Aim of the task:
Retype exactly the lines that run from the line with "Query: upholstered headboard" to the final line of the entries, keeping both ends and nothing else.

Data provided:
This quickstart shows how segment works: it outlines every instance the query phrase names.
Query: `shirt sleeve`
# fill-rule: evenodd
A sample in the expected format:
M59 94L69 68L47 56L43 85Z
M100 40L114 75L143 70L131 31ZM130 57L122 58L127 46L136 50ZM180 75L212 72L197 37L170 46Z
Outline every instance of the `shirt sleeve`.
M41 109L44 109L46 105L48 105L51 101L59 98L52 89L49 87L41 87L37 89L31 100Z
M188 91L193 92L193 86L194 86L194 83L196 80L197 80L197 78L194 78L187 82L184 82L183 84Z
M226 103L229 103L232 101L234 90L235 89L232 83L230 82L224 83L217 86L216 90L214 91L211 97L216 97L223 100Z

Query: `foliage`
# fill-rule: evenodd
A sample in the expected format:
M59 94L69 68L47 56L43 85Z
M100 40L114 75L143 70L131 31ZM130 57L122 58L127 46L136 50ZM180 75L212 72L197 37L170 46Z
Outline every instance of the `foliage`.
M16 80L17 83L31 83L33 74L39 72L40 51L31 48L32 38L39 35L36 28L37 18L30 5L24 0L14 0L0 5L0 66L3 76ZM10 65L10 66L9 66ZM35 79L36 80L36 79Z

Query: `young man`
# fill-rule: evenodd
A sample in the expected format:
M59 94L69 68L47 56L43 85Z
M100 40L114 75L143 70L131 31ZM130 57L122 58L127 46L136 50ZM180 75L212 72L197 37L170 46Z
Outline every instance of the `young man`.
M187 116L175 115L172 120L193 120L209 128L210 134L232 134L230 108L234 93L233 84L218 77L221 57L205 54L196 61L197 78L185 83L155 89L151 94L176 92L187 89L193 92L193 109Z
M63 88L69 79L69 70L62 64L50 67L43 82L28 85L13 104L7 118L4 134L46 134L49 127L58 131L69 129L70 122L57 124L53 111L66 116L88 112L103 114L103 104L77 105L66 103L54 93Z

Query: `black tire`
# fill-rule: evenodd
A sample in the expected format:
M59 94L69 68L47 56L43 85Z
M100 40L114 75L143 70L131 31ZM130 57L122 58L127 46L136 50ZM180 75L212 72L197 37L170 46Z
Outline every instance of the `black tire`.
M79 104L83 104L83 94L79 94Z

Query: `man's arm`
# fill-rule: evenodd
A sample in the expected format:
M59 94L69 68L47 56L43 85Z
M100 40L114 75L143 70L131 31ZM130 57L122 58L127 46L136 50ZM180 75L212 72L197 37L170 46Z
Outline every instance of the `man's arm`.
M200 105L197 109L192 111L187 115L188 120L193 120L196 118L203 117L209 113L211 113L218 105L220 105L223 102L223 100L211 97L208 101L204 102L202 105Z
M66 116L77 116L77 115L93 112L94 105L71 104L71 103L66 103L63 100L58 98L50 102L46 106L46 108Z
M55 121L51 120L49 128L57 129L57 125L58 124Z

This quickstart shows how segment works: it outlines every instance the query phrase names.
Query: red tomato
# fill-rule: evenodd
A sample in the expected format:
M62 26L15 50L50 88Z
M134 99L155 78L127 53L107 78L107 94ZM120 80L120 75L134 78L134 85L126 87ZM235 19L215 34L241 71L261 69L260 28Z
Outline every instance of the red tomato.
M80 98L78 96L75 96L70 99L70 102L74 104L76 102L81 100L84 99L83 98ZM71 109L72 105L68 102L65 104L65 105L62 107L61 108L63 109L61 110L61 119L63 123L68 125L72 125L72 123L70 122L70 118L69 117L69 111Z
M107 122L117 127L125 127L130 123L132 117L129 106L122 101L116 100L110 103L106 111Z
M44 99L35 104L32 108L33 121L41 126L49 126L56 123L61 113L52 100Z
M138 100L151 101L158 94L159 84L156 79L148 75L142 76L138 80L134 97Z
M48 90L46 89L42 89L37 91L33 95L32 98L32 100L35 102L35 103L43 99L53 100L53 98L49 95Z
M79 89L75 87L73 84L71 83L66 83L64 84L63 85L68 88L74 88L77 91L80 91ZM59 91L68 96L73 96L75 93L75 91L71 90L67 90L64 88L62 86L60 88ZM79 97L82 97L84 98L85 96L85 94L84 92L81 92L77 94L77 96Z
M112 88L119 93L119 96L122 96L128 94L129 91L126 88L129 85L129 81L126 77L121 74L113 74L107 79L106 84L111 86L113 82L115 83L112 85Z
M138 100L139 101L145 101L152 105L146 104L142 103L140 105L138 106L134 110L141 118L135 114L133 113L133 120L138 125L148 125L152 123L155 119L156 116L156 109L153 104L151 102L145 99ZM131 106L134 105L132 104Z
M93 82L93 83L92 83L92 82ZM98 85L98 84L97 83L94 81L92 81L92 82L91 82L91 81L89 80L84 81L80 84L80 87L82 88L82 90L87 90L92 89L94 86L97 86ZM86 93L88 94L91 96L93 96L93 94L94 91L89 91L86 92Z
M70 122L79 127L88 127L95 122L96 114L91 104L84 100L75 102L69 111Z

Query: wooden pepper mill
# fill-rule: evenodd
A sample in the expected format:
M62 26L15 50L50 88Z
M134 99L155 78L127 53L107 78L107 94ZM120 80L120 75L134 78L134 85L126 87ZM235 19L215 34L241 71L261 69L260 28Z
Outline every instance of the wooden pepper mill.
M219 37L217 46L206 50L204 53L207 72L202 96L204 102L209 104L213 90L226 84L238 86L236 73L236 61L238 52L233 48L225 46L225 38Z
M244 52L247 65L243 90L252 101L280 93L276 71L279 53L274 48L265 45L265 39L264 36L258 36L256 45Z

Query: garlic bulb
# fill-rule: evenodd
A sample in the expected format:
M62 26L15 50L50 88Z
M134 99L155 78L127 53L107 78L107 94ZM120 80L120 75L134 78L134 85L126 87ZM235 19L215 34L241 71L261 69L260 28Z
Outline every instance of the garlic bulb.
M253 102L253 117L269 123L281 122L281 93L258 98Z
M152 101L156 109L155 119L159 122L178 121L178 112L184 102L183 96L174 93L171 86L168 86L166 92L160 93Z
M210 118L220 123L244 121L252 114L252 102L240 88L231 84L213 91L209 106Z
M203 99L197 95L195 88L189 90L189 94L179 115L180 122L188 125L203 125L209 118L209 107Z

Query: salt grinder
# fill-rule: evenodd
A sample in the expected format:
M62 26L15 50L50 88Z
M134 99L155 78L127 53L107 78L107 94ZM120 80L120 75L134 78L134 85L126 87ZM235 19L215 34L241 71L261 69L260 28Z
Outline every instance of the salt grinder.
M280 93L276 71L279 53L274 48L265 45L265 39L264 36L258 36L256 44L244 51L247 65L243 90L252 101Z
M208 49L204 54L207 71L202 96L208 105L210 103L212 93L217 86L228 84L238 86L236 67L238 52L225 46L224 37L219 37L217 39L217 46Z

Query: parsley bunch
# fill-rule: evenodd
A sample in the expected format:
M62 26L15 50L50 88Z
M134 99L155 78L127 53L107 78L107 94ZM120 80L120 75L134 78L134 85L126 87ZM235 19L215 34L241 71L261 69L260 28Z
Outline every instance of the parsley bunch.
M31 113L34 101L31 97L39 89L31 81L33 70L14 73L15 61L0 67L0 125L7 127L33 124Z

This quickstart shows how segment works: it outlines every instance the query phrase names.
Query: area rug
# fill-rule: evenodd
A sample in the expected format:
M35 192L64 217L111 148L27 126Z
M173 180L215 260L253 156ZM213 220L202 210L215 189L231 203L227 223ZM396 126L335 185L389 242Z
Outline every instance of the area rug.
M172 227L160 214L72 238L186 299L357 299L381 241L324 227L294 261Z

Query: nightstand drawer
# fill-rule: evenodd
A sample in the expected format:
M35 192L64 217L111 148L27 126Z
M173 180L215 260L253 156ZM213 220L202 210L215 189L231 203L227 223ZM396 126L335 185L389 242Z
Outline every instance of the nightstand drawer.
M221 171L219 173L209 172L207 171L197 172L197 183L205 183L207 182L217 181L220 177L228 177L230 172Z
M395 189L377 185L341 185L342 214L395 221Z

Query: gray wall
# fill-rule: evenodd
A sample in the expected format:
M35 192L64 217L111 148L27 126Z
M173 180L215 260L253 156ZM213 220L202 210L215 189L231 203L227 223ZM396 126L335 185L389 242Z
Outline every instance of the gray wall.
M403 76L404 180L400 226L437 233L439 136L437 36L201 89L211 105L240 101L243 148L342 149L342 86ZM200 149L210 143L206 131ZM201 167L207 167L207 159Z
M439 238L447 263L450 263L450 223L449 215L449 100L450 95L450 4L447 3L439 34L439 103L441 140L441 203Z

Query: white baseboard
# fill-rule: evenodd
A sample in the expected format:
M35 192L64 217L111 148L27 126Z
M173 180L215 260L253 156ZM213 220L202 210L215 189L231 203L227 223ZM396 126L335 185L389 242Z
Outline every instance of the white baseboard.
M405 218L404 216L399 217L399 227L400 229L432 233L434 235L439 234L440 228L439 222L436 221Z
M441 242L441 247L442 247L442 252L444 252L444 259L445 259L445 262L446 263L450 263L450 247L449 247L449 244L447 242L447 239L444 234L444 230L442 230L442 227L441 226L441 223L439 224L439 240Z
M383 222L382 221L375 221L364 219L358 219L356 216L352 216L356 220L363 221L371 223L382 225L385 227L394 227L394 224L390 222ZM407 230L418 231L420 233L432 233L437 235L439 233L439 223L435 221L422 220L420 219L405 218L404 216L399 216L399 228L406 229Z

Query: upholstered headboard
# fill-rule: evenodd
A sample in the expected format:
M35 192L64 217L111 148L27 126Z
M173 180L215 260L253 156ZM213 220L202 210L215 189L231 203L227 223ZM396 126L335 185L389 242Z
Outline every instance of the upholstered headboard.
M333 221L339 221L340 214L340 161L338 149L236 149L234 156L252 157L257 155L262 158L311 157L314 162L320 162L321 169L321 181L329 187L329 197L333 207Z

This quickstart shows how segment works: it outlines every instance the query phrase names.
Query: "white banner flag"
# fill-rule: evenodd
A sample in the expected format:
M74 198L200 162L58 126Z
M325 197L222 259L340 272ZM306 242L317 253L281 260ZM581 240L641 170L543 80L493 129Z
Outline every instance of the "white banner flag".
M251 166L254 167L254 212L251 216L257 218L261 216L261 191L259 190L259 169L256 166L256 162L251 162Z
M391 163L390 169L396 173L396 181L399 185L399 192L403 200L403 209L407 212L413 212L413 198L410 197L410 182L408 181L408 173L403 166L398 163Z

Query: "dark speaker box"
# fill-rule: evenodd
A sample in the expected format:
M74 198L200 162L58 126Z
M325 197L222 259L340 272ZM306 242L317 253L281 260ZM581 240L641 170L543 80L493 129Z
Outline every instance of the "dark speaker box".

Solution below:
Query: upholstered headboard
# fill-rule: evenodd
A sample in the expected format:
M35 192L64 217L111 148L27 126Z
M173 180L215 260L253 156ZM213 220L202 210L215 189L231 203L227 223ZM396 126L335 185L389 242Z
Outline every instance of the upholstered headboard.
M333 221L339 221L340 214L340 161L338 149L236 149L234 156L252 157L257 155L262 158L311 157L314 162L320 162L321 169L321 181L329 187L329 197L333 207Z

This quickstart shows how segment works: it outlines every instance the query phrase names.
Query: "white banner flag"
# fill-rule: evenodd
A sample in the expected format:
M74 198L200 162L58 126Z
M325 197L222 259L340 272ZM306 242L317 253L281 260ZM581 240L641 170L543 80L493 129Z
Outline every instance of the "white banner flag".
M251 166L254 167L254 212L251 216L257 218L261 216L261 191L259 190L259 169L256 166L256 162L251 162Z
M391 163L390 169L396 173L396 181L399 185L399 192L403 200L403 209L407 212L413 212L413 198L410 197L410 182L408 181L408 173L403 166L398 163Z

Query: "dark speaker box"
# fill-rule: evenodd
A sample in the expected format:
M74 198L200 162L58 126Z
M325 197L222 259L340 272ZM306 242L317 253L281 260ZM581 240L641 170L543 80L493 129Z
Outline every instance of the "dark speaker box".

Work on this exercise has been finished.